BEGIN Task inputs

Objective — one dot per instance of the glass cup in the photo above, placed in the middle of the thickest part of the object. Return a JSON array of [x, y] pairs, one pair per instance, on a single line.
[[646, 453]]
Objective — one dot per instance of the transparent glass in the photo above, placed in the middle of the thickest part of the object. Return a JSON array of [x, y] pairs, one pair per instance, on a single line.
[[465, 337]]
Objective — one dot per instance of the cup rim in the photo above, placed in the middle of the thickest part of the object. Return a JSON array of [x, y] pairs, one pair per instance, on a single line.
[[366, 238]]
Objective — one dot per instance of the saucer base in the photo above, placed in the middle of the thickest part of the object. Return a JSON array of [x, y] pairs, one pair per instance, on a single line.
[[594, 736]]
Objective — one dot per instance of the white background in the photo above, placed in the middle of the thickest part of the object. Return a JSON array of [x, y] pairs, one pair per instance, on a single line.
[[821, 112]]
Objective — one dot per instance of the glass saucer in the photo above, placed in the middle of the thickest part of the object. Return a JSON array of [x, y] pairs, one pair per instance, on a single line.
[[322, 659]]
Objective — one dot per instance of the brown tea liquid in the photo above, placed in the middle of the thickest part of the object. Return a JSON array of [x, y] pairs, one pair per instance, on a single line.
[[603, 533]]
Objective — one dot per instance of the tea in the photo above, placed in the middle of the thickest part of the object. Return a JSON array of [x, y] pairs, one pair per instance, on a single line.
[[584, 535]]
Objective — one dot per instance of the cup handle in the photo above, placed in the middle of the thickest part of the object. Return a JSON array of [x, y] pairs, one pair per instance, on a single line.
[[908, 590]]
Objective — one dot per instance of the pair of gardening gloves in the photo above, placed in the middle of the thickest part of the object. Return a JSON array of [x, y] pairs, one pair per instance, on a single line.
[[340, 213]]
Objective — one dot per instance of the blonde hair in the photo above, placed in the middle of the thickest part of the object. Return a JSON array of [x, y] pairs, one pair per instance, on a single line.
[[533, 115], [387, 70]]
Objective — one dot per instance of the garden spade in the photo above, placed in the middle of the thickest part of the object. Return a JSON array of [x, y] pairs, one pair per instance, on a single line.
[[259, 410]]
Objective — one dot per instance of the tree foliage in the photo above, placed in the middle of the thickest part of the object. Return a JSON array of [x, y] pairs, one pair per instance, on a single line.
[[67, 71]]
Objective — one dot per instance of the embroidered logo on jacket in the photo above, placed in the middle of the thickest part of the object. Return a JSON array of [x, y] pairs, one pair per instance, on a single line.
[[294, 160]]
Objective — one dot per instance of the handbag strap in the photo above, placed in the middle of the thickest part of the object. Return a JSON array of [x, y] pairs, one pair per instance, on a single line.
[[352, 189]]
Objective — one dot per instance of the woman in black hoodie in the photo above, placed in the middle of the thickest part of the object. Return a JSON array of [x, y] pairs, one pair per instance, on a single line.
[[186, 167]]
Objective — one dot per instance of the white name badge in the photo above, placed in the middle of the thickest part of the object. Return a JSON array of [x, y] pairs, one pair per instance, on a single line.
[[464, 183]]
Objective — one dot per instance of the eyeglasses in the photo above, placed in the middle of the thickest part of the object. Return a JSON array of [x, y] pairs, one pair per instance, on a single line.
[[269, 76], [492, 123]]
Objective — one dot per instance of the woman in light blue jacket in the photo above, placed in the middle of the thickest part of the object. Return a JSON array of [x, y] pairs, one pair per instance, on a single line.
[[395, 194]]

END Task inputs

- [Do this]:
Rewrite every one of the lines above, swapping "thickest part" for "widest part" wherever it occurs and leaving all other text unchanged.

- [Exercise solution]:
Objective — one dot per instance of the glass cup in the photo above, placed in the middle of the widest part of the object. Return a JSON array of [x, y] pairs, one pair per instance, on a single line.
[[646, 453]]
Objective — one dot per instance of the transparent glass in the photo above, placed in the middle of the widest part of the object. Return a JSON array of [x, y] pairs, one pair per instance, on a single line.
[[465, 337]]
Objective — one dot per instance of the cup rim in the photo above, placed in the middle of the widest part of the object. Return a JSON array of [x, y] pairs, one pair per instance, on a single line.
[[366, 238]]
Objective — one dot per instance of the saucer base in the photo above, placed in the middle of the widest part of the object. Return a JSON array of [x, y] pairs, one pair per instance, on a single line.
[[594, 736]]
Objective — one dot per instance of the white background in the photo above, placed in the middle of the widest part of the object. Return a JSON array of [x, y] pairs, one pair per instance, on a single line.
[[821, 112]]
Objective — one dot per instance of the glass saucer in the photo above, placed in the middle of the widest part of the object. Return a JSON array of [x, y] pairs, one pair per instance, on a single line.
[[322, 659]]
Objective — one dot per instance of the brown tea liquid in the photo above, placed in the middle of the widest part of the object. Return a JSON array of [x, y] pairs, one pair per instance, on a single line.
[[603, 533]]
Objective — one dot per instance of the tea in the photo above, placed in the middle of the widest part of the object. Return a JSON array of [x, y] pairs, one pair per instance, on a single line.
[[584, 535]]
Objective — one dot per instance of the cup handle in the photo above, placed in the middle of the widest part of the object. Return a JSON array of [x, y] pairs, one pair per instance, on a single line.
[[908, 590]]
Objective — one dot per instance of the pair of gardening gloves in the photo above, placed in the middle of the widest part of the object. Return a JSON array of [x, y] pairs, one pair per instance, on a single line.
[[340, 213]]
Objective — one dot per instance of the blonde hair in the photo above, placed in the middle of the widest part of the object. Return a JSON array of [x, y] pairs, one pair per instance, on a single line.
[[533, 115], [387, 70]]
Objective — one dot per instance of the garden spade in the photo above, placed in the middle of the widest part of the object. Return a JSON array of [x, y] pairs, one pair per instance, on a single line.
[[259, 410]]
Objective — one dot per instance of the tree foliage in the photo above, placed in the middle of the widest part of the object. Return a JSON array of [x, y] pairs, one pair per instance, on a single line.
[[67, 71]]
Objective — one dot per instance of the embroidered logo on jacket in the photo above, placed in the middle of the widest part of the object. Return a JSON array of [x, y] pairs, one pair per instance, on a single line.
[[294, 160]]
Objective — one dot per instance of the handbag strap in the photo above, placed in the middle of the widest part of the object. Return a JSON array of [x, y] pairs, one pair per instance, on a single line.
[[352, 189]]
Objective — one dot per instance of the woman in black hoodie in the photo above, placed in the middle of the widest part of the object. Return a JSON array of [x, y] pairs, one pair per instance, on a single line.
[[186, 167]]
Objective — one dot per instance of the white name badge in the photo above, placed in the middle of the widest part of the object. Return a JSON array of [x, y] pairs, one pair per instance, on a single line.
[[464, 183]]
Objective — one dot per instance of the eyeglasses in the photo above, placed in the middle of the widest part of the object. Return a JSON array of [x, y] pairs, one pair per instance, on a single line.
[[269, 76], [492, 123]]
Objective — one dot per instance of the woman in light blue jacket in the photo above, placed in the middle of the widest part of the object. Return a JSON array of [x, y] pairs, one pair per instance, on a single line.
[[395, 194]]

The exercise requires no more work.